___ Extracto de página
Una voz de ultratumba me hace mirar hacia el lugar donde se encuentra una tierna directora del pequeño Jardín de Niños, que trata de callar a la multitud impacientada. Entre los desfases del sonido, se dan aplausos para que comience el festejo. Los pequeños niños vestidos como primeras damas y señores burocráticos, se sientan en una hilera al lado de una orquesta de sapos y ranas (no hay diferencia), y  en el otro confín yacen desconcertados los conejos, las mariposas y los leones. 

Al iniciar el primer número de los desorientados sapos, estoy seguro que por los movimientos autónomos y autómatas de los niños, más de alguno entre el público y las maestras habrá pensado que el mejor disfraz hubiera sido el de los cigotos cuando, entre luchas egotistas, viajan al óvulo para fecundarlo, o ya por no decir que en vez de trajes de ranas y de sapos (no se diferencia) hubieran optado por renacuajos. Sin embargo, nadie parece notar sino la bien soportable ternura de estos seres: seguro que su baile se llama "La condición del Mexicano".

Para el segundo número sale la jauría de felpa. Una estampida demora en concordar las leyes de la naturaleza para bailar al son y ton de la música fabulada. A estas alturas ya hay niños entre la multitud que se pierden de sus padres a seis metros a la redonda. Por un instante fui padre de una niña que, desorbitada y atenta a los animales del patio cívico, me tomó de la mano al tiempo que su verdadero padre la jalaba del brazo: Disculpe, joven...

Por fin llega el valse, aquel mítico valse que recordarán todos los que alguna vez fuimos presos de ese primer universo, fuera de casa, que se llama Jardín de Niños. Parece que no hemos surcado el siglo XX: la misma música, los mismos pasos, y no sé por qué es tan ritual y necesario, como parte de la liturgia mediocrentista, que la música deje de sonar a media pieza o simplemente parezca rayado (antes eran los cassettes que sin previo aviso la grabadora solía escupir su cinta). Hoy, aunque se trata de un Disco Compacto (CD), por los horrores musicales parece más bien la mágica intervención de un niño travieso sobre un disco Lp de un antiguo fonógrafo. La directora del plantel se disculpa, tal como lo ha hecho los últimos años; su forma tranquila de tomar las cosas la delata.
______
### Instrucciones de trabajo
A: Transcribe del texto sobre el festival del Jardín de Niños todo lo que va desde "Para el segundo" hasta "brazo: Disculpe, joven...".
B: Escribe la continuación del texto sobre el festival del Jardín de Niños a partir de su última oración.
___ Entradas registradas
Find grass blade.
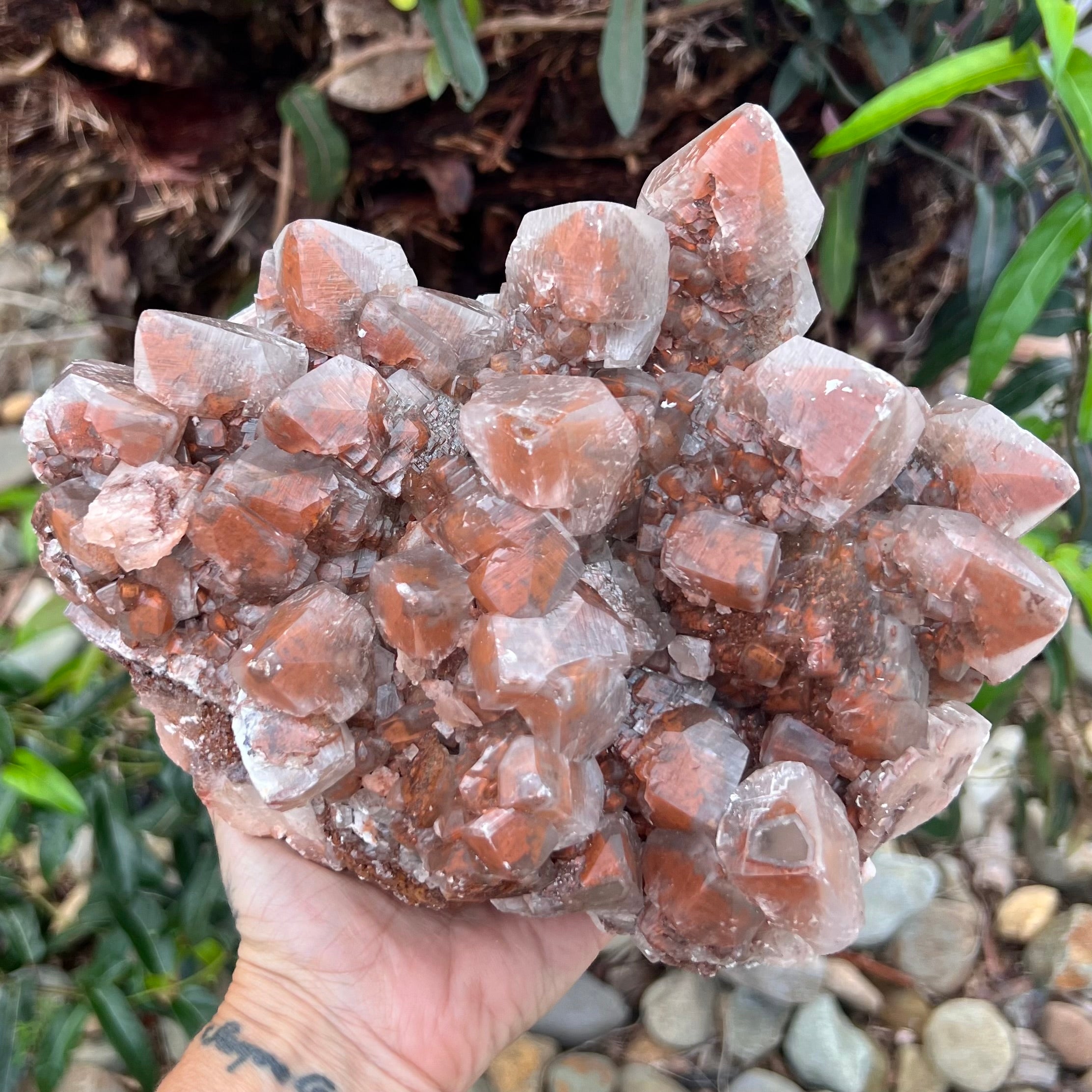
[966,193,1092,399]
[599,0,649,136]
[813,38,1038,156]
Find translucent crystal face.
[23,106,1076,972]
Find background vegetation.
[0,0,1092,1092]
______
### Problemas resueltos
A:
Para el segundo número sale la jauría de felpa. Una estampida demora en concordar las leyes de la naturaleza para bailar al son y ton de la música fabulada. A estas alturas ya hay niños entre la multitud que se pierden de sus padres a seis metros a la redonda. Por un instante fui padre de una niña que, desorbitada y atenta a los animales del patio cívico, me tomó de la mano al tiempo que su verdadero padre la jalaba del brazo: Disculpe, joven...

B:
Esos errores técnicos parecen ya cosa del demonio, porque sin duda aquí Dios no ha pasado, o eso escuché decir a los albañiles que, de vez en cuando, apartaban la vista de la tierra para medir y comparar el encaje, la delicada hechura de los vestidos de las mujeres y las muchachas; por sus ojos dilatados pienso que en otra vida debieron haber sido sastres acomedidos.

Según la Historia de la civilización contemporánea, se han enviado ondas electromagnéticas al espacio, fotografiado con gran nitidez la inmensidad de las galaxias y sin embargo aquí, en mi pueblo, no ha caído sino la errata técnica: la música siempre malfunciona cuando se trata del valse entre los niños. Si levantara una encuesta ahora mismo, notaría que once de cada diez personas sufrieron la misma situación cuando se graduaron del Jardín de Niños. Yo mismo tuve que vivirlo para que no me lo contaran.

Después de cinco intentos, los niños graduados pueden terminar lo que iniciaron: ese indeciso caminar y difícil paso de baile que consiste en llevar un pie adelante seguido del otro hasta que den una vuelta al patio y salgan de las cámaras y la vista de los padres de familia. Con gran orgullo aplauden: el valse se ha llevado a cabo según lo planeado, no hay heridos ni imágenes perdidas.


Miro al tropel de niños todavía bien vestidos: tienen su mirada en la infinita pared del sanitario, su vista traspasa los cuerpos, el cuerpo de los familiares, el de las maestras, el de la directora. Meditabundos se reponen poco a poco del desbarajuste técnico a medio baile. Yo los miro y por fin aplaudo. Ya se irán acostumbrado a las inconsistencias sociales.